— START GIVEN RECORDS —
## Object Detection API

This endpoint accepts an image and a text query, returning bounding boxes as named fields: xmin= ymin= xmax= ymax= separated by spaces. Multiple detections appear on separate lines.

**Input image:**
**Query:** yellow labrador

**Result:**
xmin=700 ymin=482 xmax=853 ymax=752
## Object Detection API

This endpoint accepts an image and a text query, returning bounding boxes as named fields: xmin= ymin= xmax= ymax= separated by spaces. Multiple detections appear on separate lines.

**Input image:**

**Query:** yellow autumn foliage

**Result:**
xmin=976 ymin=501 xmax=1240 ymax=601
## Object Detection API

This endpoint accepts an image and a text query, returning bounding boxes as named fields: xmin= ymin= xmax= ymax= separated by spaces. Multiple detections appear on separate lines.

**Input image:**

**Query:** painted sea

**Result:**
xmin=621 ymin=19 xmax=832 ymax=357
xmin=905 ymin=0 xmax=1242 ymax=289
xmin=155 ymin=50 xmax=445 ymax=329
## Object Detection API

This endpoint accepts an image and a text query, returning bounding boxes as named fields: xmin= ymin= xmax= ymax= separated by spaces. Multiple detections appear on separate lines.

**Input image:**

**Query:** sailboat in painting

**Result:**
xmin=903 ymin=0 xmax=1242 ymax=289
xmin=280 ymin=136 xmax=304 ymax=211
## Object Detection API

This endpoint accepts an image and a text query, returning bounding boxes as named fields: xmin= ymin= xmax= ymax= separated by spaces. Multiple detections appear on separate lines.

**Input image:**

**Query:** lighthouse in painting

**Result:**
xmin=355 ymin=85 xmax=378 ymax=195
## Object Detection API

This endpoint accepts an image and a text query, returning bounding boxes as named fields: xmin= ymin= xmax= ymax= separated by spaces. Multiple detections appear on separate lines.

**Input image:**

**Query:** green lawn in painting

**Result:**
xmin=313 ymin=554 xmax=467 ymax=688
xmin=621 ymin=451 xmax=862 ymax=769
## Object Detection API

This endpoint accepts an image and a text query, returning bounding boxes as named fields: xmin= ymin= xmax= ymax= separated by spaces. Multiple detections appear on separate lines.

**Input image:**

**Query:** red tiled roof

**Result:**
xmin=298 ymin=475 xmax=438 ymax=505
— END GIVEN RECORDS —
◆ OBJECTIVE: Print the material unchanged, from its first line down to and including the line that contains "xmin=700 ymin=482 xmax=853 ymax=752".

◆ EXERCISE SOLUTION:
## Object Detection API

This endpoint accepts an image and a text query, returning bounding boxes as named fields: xmin= ymin= xmax= ymax= separated by spaces. Multiple detections appear on separate lines.

**Input image:**
**Query:** yellow labrador

**Result:**
xmin=700 ymin=482 xmax=853 ymax=752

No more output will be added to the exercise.